- **Exercise prompt**
Find every line in the listing below that contains the word "green", and copy each of those lines in full.

- **Records shown**
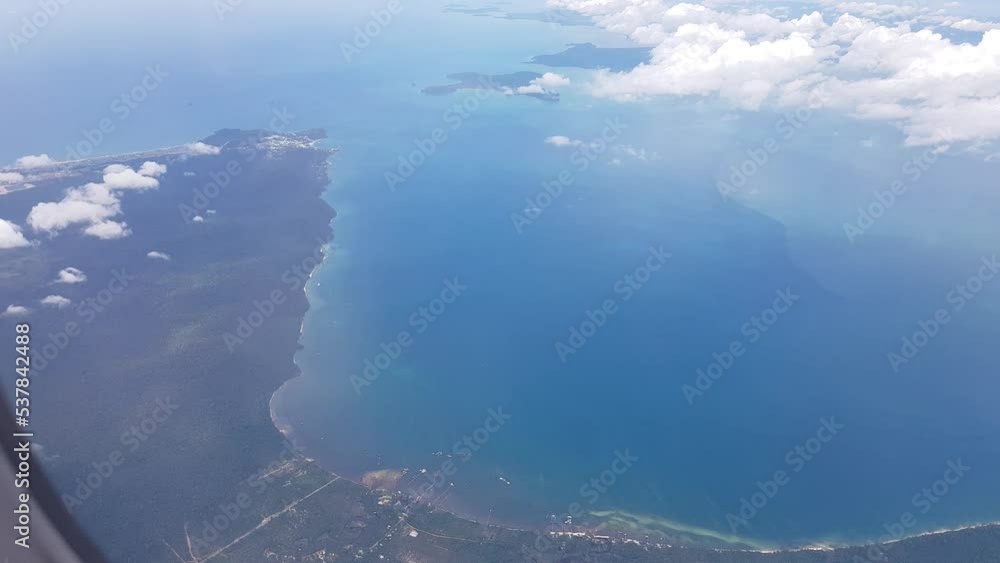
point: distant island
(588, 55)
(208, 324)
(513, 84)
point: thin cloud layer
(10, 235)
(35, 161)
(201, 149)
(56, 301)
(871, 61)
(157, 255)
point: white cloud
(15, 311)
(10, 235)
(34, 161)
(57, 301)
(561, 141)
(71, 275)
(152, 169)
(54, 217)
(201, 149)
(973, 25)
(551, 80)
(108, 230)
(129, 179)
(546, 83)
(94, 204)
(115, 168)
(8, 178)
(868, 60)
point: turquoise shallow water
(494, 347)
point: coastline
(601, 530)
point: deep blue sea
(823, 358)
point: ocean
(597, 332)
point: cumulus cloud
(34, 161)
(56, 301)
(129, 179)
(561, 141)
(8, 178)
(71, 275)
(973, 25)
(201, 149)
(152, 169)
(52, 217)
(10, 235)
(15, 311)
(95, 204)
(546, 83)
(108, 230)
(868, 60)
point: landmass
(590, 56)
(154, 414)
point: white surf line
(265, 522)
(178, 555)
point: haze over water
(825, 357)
---
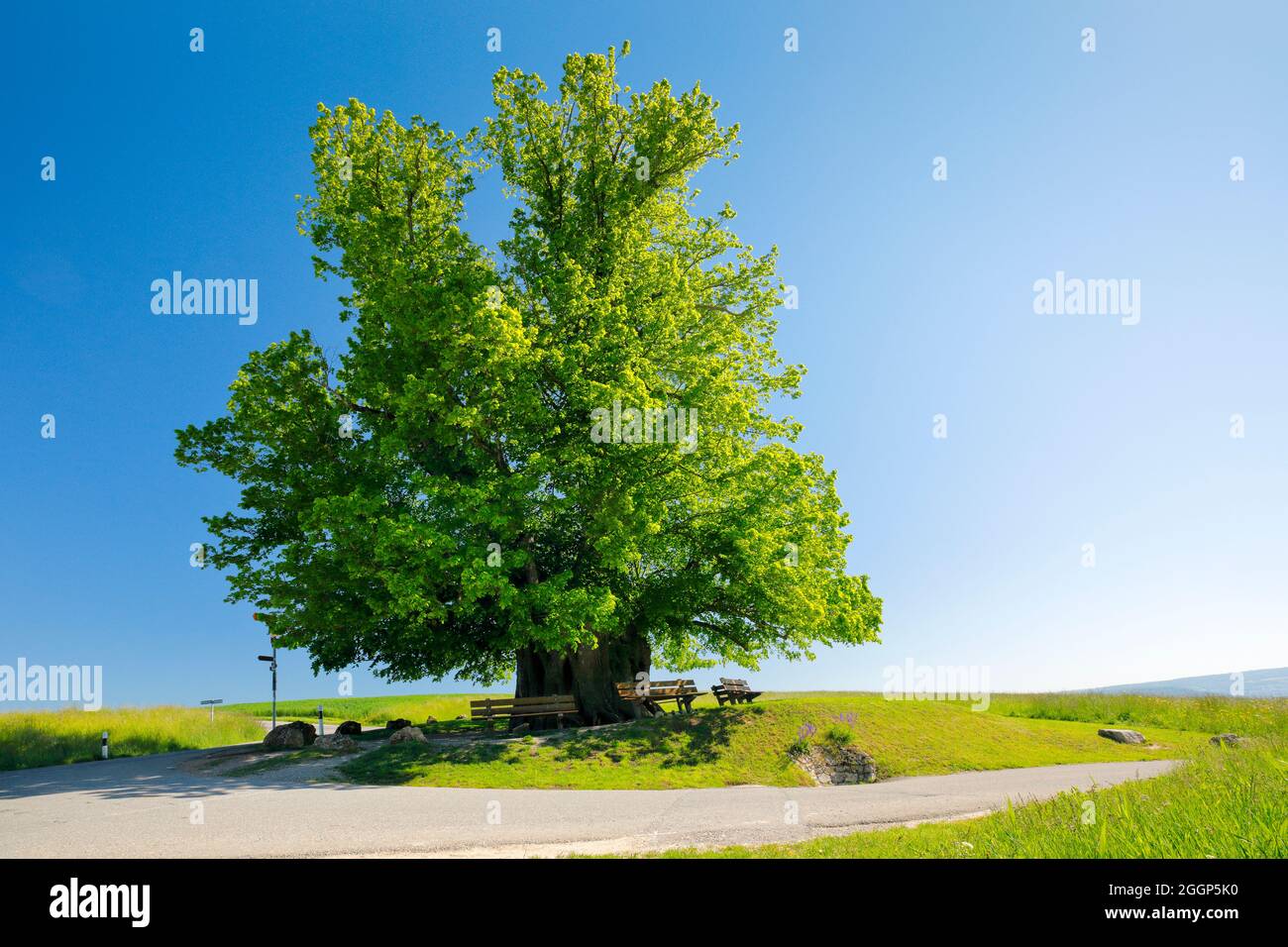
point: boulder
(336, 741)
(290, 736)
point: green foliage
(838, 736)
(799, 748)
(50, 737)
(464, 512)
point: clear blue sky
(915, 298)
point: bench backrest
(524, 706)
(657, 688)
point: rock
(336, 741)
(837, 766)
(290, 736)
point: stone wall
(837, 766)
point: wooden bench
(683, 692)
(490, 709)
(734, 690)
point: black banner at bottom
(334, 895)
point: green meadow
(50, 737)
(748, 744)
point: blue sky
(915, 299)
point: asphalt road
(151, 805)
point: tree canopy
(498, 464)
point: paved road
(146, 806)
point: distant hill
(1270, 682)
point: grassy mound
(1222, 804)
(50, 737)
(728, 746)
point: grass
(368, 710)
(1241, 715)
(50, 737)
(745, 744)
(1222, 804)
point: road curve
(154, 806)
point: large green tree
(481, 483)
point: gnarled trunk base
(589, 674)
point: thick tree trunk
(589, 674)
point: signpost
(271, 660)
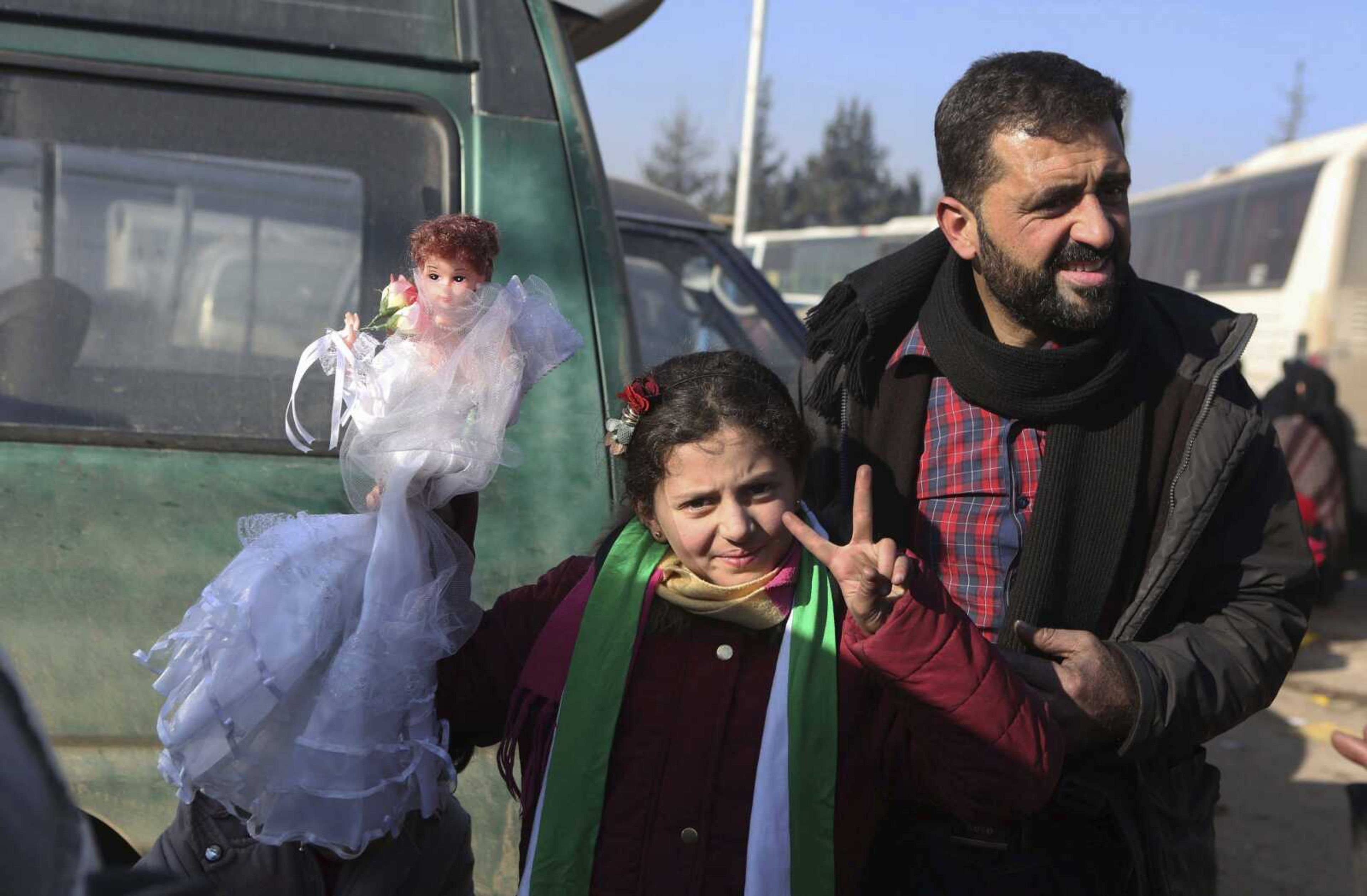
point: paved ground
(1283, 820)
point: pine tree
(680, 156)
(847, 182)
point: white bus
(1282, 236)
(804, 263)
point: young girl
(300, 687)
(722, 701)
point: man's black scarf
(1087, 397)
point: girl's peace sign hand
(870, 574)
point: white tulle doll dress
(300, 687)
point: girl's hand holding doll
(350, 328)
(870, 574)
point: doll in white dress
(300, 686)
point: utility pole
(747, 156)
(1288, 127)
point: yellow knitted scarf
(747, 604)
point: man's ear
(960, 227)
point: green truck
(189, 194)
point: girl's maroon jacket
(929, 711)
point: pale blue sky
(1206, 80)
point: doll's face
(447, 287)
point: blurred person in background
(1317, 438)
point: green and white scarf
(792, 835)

- **Answer to the task**
point: green foliage
point: green meadow
point: large green tree
point: green truck
point: green and white scarf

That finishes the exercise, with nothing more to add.